▸ Fragmento del texto
▽
El perfil
José Luis Escrivá, el Jekyll y Hyde de Pedro Sánchez
José Luis Escrivá es, dentro de un Gobierno de cuotas, la exigua que representa a la parte menos chamuscada de un Ejecutivo que podría competir con las Fallas de Valencia en pirotecnia e incendios.
Su carácter afable, su discurso pedagógico aunque no siempre comprensible y su dificultad para tratar el adversario de enemigo, como hacen tantos de sus compañeros empadronados en trincheras endémicas; le han librado, de momento, de dar más vueltas en la parrilla que el célebre mártir San Lorenzo.
Y sin embargo, en pocos ministros es tan perceptible el mito del Doctor Jekyll y Mister Hyde, las dos caras que simbolizan en el imaginario popular la metamorfosis más radical de un ser humano.
Porque este albaceteño de 1960, de cabeza ancha para dar cobijo a un cerebro notable, ha pasado de ser el sheriff de las finanzas al abogado defensor de los boquetes económicos de Pedro Sánchez, a los que barniza de argumentos técnicos como un sofista capaz de sostener lo uno y lo contrario y que le tomen por portavoz de los siete sabios de Grecia.
△
▸ Completa lo siguiente
a - Reproduce palabra por palabra el pasaje del perfil de José Luis Escrivá que empieza en "Porque este albaceteño" y acaba en "sabios de Grecia.".
b - Retoma el perfil de José Luis Escrivá justo después de su última oración y sigue escribiéndolo.

▸ Datos para examinar
▽
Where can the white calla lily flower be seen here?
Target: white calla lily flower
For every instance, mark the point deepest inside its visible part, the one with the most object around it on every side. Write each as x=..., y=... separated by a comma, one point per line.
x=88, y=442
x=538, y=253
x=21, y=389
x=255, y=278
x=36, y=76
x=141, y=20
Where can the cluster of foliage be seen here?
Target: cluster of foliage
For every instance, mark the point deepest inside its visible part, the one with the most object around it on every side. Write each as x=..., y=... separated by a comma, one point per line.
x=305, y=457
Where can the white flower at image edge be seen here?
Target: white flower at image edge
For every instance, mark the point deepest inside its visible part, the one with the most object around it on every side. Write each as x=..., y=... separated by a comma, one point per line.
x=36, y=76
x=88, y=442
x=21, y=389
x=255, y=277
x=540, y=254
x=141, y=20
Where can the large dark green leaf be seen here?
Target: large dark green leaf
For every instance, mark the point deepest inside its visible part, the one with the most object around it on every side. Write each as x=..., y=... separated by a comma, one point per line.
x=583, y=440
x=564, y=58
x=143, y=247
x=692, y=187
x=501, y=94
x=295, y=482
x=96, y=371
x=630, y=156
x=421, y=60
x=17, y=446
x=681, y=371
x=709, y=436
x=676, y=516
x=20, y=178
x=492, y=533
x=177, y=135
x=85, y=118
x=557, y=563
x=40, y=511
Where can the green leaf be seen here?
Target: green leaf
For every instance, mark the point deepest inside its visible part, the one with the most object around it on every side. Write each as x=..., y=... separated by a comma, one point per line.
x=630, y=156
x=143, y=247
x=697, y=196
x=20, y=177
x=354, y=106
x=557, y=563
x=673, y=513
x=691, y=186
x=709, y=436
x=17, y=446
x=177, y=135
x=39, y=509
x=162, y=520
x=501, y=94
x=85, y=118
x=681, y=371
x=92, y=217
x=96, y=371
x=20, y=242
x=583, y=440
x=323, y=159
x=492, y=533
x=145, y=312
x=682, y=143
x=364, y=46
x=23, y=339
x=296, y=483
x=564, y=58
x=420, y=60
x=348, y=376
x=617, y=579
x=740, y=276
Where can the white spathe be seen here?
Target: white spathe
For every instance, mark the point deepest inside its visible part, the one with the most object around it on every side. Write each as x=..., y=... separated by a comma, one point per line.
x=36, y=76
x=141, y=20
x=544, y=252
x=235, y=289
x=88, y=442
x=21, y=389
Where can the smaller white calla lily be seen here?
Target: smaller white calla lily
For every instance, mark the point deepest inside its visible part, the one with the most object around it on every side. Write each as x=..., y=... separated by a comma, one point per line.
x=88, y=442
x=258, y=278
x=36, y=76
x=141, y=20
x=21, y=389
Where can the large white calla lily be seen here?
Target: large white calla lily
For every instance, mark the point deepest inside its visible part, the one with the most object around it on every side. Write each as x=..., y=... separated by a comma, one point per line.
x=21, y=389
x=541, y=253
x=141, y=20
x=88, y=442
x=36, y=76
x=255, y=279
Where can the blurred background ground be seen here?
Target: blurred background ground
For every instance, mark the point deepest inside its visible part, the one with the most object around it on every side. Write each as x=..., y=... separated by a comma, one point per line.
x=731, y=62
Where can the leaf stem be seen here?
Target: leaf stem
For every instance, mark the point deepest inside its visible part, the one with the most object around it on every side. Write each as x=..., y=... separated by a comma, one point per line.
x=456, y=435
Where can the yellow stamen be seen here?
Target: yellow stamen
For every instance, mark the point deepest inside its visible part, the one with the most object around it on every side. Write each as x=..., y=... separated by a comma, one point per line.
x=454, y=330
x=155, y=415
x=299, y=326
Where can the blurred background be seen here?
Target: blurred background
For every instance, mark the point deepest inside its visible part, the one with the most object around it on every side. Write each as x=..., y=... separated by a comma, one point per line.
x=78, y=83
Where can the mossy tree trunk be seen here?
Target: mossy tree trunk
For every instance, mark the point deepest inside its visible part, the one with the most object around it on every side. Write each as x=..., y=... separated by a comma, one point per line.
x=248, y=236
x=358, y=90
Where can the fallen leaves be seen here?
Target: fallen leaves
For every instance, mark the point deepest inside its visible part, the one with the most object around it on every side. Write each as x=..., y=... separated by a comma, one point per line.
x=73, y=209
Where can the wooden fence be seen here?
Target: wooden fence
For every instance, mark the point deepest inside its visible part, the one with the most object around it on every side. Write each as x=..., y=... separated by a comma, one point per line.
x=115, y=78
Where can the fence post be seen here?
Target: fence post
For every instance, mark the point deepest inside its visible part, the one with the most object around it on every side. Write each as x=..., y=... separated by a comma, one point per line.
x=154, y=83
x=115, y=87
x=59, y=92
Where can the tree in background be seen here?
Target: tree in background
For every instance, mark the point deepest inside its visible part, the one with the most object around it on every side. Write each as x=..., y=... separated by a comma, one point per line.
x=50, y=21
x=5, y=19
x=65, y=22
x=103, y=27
△
▸ Conjunto de respuestas
a -
Porque este albaceteño de 1960, de cabeza ancha para dar cobijo a un cerebro notable, ha pasado de ser el sheriff de las finanzas al abogado defensor de los boquetes económicos de Pedro Sánchez, a los que barniza de argumentos técnicos como un sofista capaz de sostener lo uno y lo contrario y que le tomen por portavoz de los siete sabios de Grecia.

b -
Él estuvo en el Banco de España, en el Banco Central Europeo y al frente de la Airef; entre otros destinos para gentes serias; tres de las instituciones que más le han insistido al Gobierno en que sus previsiones económicas fallan más que las trampas del Coyote al Correcaminos y tienen la misma solvencia que un presagio de la pitonisa Reynolds en La que se avecina.
Quien fuera abstemio en términos de derroche de dinero público y partidario de la mayor disciplina fiscal es quien ahora descorcha el champán del gasto, firma reales decretos sobre la reforma laboral y se suma con elegancia al dondieguismo de su patrón Sánchez; un manirroto con dinero ajeno que intenta pasar por traumatólogo gracias al prestigio decadente de su equipo económico.
En realidad, ese contraste entre lo que Escrivá decía y hacía antes y lo que dice y hace ahora forma parte de su ADN y explica su propia biografía, escrita con renglones torcidos a efectos, al menos, de currículo socialista.
Su padre y su tío eran tan falangistas y tan franquistas como para apuntarse a la División Azul y marchar hacia la URSS, junto a Hitler, para frenar a ese dirigente de nombre Iósif y apellido Stalin que el escritor Martin Amis definió con una frase terrible: «Un muerto es un drama; veinte millones es una estadística».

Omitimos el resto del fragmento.